* **Provided text**

The 14th century was a period of activity
among the Cambridge Black Friars. Five
General Chapters are known to have been held in
this country, the last in 1335, but none of these at
Cambridge. There were, however, Provincial
Chapters there in 1309, 1324, 1336, possibly
1339, 1348, 1366, and finally in 1426. (fn. 44) In
1309 Edward II gave £10 through John de
Wrotham, the London prior, being £5 for his
own good estate and £5 for his father's soul. In
October he gave a further £5 towards the expenses of the chapter on behalf of Queen Isabel,
whom he had married in the interval. Each sum
of £5 represented one day's maintenance for the
whole of the friars assembled, and, if the allowance was at the usual rate of 4d. a day each, the
attendance was reckoned at about 300. (fn. 45) The
chapter was held for three days about the feast of
the Assumption, and royal alms of £5 for each of
the three days was again given in 1324, 1336,
1347, and 1366. (fn. 46) Simon Boraston, a Cambridge
graduate, who was Provincial from 1328 to the
chapter of 1336, was arrested in 1330 for complicity in the alleged plot of Edmund, Earl of
Kent, against the regime of Isabel and Mortimer
but seems to have suffered no further interference. (fn. 47)
At the onset of the Black Death, Thomas Lisle,
Bishop of Ely, himself a Dominican who had
made his mark as a theologian at Cambridge, was
abroad. He appointed a large number of priests,
friars among them, to act as confessors during the
emergency, (fn. 48) but on 15 September he withdrew
his licence from all the hastily appointed penitentiaries except the Sacrist and one other monk of
Ely, the Cambridge Franciscan Warden, and three
Cambridge Dominicans of whom one, Thomas
Ringstead, was given special powers in cases
usually reserved, while another Professor of
Theology was to act for the Wisbech district. (fn. 49)
On 30 November 1349 Robert de Bulmer,
another Cambridge Dominican, was appointed
penitentiary under the ordinary conditions, (fn. 50) and
in March 1350 the Franciscan Warden and
Henry de Kyrkeby, Dominican Professor of
Theology at Cambridge, were similarly appointed.
The bishop had returned and the situation was
apparently normal.
There is no evidence about the incidence of the
plague among the Cambridge Dominicans, but
neither the Black Death, nor disturbances within
the Order, did much to check their influence. At
this time bequests to the 'Four Orders' were very
common from people in every station of life and
in amounts ranging from 5d. to £10. Small bequests to the four convents in Cambridge, (fn. 51) some
of which discriminated in favour of the Dominicans, are far too many to enumerate, but in 1356
Elizabeth Bohun, Countess of Northampton, left
the large sum of £50 to the Cambridge Dominicans. (fn. 52) Thomas Ringstead, himself one of their
number, and a Professor of Theology in 1349,
became Bishop of Bangor in 1357: he died early
in 1366, leaving his missal to the convent, and
his great breviary to be perpetually chained in
the middle of the choir between the prior and
the master-regent. He also left £20 to found a
chest from which the students might borrow 10s.

* **Supplied data**

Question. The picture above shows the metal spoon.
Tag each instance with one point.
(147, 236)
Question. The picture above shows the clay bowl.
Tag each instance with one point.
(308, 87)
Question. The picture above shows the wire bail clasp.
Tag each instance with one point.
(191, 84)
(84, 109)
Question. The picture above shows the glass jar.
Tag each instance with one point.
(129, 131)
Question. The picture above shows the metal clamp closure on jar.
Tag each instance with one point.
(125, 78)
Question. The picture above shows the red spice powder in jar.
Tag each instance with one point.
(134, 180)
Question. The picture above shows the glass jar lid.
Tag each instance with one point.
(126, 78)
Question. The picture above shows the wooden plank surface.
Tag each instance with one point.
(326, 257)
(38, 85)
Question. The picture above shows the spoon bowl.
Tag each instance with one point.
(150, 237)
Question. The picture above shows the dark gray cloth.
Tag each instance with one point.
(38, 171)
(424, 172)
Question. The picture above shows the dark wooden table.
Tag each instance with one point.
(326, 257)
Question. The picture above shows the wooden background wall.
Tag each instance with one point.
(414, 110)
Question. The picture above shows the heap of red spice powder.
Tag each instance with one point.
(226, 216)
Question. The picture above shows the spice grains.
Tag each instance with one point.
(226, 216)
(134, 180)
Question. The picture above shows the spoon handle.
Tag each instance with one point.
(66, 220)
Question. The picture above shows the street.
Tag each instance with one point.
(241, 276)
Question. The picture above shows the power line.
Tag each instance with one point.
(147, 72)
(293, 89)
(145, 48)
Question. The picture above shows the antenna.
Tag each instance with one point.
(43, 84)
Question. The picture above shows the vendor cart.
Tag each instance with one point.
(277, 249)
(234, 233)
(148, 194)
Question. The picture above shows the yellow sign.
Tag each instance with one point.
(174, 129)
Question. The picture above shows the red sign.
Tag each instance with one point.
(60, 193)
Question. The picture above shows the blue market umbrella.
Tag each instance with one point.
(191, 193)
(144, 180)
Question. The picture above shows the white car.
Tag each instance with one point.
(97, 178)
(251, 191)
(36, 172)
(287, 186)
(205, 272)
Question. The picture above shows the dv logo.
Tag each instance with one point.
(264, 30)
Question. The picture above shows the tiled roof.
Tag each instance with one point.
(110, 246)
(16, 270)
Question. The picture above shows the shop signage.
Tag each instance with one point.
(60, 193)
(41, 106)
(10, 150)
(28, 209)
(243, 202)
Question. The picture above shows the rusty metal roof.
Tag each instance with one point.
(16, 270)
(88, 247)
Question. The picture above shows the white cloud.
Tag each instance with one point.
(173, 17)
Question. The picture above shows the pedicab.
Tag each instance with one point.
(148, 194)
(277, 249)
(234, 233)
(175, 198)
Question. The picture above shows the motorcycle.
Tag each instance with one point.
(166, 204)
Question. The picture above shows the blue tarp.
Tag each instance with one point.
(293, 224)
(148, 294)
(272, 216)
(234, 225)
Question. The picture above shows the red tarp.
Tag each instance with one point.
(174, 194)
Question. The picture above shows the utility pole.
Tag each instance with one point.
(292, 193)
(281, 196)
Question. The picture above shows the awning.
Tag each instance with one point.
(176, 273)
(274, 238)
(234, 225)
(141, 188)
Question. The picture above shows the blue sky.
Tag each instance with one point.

* **Given problem 1**
Translate this sentence from the passage on the Cambridge Black Friars into Spanish: "The bishop had returned and the situation was apparently normal."
* **Given problem 2**
From the passage on the Cambridge Black Friars, return the words starting at "On 30 November" and ending after "were similarly appointed.".
* **Given problem 3**
According to the passage on the Cambridge Black Friars, where did Thomas Ringstead want his great breviary to be perpetually chained?

* **Exercise result 1**
El obispo había regresado y la situación era aparentemente normal.

* **Exercise result 2**
On 30 November 1349 Robert de Bulmer,
another Cambridge Dominican, was appointed
penitentiary under the ordinary conditions, (fn. 50) and
in March 1350 the Franciscan Warden and
Henry de Kyrkeby, Dominican Professor of
Theology at Cambridge, were similarly appointed.

* **Exercise result 3**
In the middle of the choir, between the prior and the master-regent.